(STATED GOAL): Using the entries below, quote exactly the span of lines that begins with the line containing "Please tag the dark hair" and ends with the final line.

(Excerpts of location labeling data)
══════════════════════════════
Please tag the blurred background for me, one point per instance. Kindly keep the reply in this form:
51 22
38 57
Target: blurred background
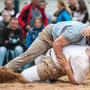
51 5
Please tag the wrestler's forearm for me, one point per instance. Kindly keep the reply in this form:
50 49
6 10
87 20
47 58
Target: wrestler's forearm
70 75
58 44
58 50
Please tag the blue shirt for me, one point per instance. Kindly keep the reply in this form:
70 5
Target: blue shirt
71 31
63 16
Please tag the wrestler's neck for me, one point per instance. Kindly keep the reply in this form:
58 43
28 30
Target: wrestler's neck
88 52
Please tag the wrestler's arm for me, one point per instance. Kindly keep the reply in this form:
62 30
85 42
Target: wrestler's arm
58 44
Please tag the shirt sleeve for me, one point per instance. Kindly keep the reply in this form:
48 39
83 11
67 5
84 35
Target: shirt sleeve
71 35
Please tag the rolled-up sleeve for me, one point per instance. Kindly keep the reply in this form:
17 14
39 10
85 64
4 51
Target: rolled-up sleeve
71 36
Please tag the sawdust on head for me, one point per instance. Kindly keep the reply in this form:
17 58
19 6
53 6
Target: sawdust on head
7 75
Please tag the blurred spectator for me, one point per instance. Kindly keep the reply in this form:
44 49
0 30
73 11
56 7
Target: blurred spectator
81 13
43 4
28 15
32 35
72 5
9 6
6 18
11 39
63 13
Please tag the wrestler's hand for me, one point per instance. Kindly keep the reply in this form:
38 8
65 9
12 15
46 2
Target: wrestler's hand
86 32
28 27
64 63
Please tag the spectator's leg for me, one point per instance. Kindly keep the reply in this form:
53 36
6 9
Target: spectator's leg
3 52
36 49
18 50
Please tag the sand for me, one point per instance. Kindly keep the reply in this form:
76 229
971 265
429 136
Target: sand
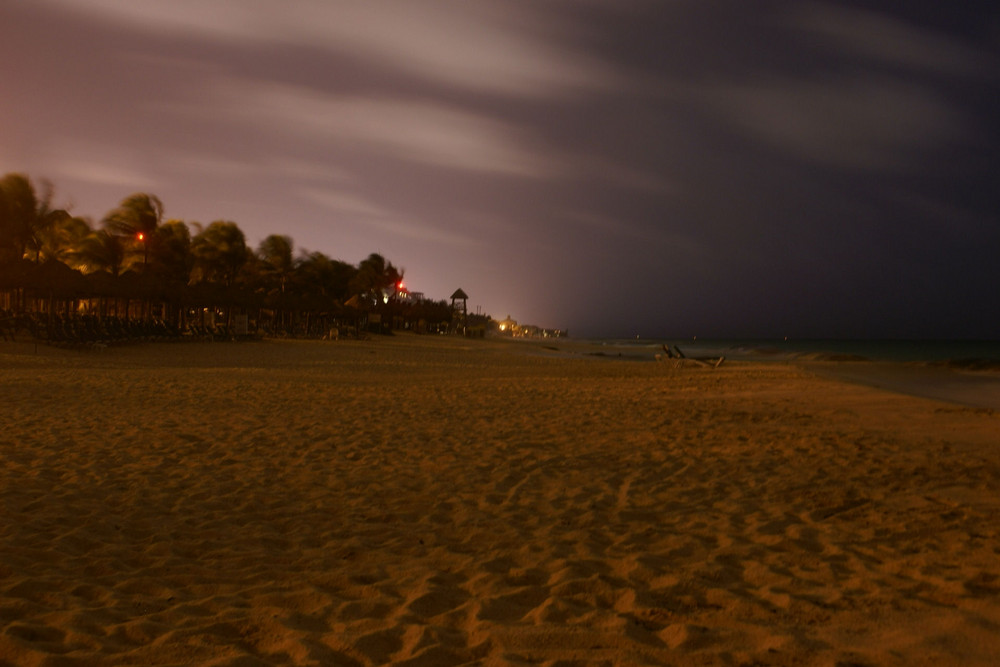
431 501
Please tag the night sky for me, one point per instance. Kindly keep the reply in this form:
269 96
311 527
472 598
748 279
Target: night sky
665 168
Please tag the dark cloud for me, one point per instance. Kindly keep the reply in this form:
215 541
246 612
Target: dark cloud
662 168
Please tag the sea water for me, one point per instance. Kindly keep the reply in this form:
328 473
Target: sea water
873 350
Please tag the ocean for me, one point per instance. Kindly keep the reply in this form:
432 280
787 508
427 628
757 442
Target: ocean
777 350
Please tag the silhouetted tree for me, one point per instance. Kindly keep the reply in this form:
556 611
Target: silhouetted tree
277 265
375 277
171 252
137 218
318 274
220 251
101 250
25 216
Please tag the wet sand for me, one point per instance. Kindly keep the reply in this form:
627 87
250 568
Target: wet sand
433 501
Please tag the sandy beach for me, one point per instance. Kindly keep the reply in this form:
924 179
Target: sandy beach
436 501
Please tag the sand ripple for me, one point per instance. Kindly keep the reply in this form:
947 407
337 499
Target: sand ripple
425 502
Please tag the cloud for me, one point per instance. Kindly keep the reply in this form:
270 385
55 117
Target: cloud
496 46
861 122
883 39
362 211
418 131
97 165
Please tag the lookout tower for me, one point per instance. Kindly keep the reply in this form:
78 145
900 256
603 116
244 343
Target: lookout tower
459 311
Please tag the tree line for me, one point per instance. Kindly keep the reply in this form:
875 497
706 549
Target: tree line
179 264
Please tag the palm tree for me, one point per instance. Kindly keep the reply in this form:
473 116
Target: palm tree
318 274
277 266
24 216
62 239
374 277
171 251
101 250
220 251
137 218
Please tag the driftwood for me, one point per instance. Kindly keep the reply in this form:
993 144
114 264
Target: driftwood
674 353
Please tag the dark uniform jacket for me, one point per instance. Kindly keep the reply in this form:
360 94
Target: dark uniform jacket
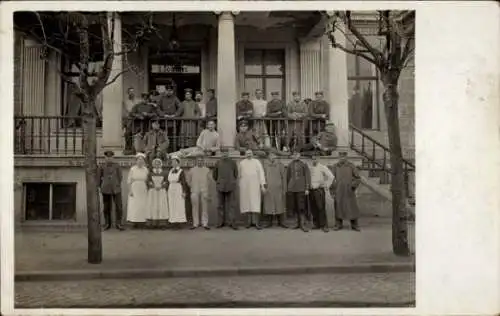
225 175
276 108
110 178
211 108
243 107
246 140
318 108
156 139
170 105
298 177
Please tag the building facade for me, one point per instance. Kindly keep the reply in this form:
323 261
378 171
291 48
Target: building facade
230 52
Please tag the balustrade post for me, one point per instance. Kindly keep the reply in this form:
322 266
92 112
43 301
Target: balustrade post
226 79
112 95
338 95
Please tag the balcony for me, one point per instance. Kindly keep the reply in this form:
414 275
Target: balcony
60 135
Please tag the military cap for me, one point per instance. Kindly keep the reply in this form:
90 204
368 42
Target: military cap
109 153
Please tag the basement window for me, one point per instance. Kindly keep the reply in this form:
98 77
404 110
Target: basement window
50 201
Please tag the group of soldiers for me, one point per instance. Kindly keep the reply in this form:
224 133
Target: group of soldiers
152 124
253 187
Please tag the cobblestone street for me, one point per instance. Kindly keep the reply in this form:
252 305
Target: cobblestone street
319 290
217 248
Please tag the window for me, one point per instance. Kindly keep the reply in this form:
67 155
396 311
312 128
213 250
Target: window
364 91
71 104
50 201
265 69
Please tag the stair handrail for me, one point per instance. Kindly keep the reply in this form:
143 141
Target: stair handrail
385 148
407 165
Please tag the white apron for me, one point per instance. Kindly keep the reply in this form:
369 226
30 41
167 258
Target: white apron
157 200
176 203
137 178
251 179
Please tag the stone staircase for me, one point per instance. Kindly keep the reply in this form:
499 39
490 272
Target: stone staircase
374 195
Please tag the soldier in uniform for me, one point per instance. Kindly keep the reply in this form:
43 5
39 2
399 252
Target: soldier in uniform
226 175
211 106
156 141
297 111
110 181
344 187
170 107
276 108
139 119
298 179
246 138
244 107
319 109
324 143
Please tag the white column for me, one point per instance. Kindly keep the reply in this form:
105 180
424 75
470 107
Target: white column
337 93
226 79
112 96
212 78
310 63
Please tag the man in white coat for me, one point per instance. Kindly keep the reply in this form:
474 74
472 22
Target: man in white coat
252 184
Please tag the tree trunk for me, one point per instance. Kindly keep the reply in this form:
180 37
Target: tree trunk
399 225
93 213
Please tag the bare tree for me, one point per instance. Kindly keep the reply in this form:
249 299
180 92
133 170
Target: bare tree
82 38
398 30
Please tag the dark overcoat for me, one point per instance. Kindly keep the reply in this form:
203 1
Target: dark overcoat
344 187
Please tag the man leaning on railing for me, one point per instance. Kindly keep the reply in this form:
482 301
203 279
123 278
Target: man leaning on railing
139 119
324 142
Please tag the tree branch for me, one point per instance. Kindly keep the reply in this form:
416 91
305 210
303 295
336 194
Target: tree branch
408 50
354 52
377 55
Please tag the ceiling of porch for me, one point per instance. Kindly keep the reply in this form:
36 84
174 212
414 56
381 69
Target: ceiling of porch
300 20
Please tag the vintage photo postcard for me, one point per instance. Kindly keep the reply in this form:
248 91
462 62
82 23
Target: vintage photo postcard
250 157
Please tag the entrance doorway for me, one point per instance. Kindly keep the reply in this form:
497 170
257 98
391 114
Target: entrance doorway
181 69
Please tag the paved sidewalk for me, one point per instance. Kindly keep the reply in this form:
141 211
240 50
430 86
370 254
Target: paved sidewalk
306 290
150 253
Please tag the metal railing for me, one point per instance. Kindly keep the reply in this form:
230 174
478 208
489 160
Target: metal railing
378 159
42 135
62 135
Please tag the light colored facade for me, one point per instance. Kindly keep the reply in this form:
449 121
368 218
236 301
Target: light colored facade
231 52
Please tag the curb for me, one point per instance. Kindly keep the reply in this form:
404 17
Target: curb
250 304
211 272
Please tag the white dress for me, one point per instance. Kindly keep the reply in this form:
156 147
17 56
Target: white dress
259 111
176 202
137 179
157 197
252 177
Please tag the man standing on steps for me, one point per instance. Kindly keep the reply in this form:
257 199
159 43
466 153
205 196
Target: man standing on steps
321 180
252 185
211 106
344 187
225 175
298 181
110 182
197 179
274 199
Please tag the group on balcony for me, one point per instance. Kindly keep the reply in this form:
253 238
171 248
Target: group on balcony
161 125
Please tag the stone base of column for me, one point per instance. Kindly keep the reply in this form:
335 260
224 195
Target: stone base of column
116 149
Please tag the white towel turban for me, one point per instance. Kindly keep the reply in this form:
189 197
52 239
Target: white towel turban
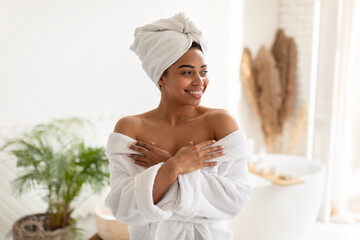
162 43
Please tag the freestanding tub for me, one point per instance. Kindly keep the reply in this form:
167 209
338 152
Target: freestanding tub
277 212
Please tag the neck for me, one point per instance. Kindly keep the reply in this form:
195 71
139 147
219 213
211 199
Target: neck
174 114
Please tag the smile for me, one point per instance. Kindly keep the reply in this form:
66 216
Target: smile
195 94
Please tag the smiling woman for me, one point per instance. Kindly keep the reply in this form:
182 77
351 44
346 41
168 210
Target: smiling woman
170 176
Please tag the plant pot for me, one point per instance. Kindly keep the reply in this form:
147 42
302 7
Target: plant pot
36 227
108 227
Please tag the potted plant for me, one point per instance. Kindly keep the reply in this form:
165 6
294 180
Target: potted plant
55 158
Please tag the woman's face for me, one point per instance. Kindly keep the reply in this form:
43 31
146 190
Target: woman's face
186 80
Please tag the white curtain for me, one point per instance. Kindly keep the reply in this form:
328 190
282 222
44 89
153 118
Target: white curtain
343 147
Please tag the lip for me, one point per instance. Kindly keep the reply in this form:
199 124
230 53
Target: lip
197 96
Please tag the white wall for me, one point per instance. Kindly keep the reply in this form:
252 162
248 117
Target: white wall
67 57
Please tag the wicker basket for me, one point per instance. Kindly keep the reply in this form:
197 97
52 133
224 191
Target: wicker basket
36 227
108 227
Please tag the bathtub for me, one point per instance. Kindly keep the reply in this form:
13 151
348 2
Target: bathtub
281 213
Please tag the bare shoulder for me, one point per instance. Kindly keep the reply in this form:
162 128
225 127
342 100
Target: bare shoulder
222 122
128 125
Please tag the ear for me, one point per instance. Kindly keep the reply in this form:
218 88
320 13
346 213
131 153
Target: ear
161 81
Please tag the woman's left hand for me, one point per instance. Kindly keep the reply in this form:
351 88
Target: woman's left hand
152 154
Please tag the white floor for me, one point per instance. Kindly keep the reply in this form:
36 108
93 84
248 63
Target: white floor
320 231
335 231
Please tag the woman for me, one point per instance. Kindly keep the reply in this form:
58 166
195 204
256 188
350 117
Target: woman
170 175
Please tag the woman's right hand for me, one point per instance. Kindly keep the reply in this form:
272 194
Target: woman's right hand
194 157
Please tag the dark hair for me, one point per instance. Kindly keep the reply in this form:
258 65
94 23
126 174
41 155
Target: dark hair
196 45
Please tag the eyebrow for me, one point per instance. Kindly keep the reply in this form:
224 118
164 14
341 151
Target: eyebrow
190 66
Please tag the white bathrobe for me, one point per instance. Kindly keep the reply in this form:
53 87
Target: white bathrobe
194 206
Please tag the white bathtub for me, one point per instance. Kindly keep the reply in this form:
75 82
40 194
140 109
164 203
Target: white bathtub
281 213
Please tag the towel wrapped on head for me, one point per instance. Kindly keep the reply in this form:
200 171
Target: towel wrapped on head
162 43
══════════════════════════════
(ANSWER):
Please tag the dark hair for me, one point per instance. Kindly keep the reply in this form:
258 65
94 23
126 174
41 155
Target: dark hair
196 45
Please tag the eyebrow for me, one point per instance. Kindly keep the reply in this form:
224 118
164 14
341 151
Target: eyebrow
190 66
Please tag the white bathrobe for me, one point per instance. Kindly keep the reply in this form:
53 87
Target: white bathrobe
194 206
Please tag the white bathtub for me, one point per instance. Kindly keep the reply in this form:
75 82
40 194
140 109
164 203
Target: white bathtub
281 213
Please tag the towel wrapped on head for me, one point per instance. Kindly keep the reply in this form:
200 171
Target: towel wrapped on head
162 43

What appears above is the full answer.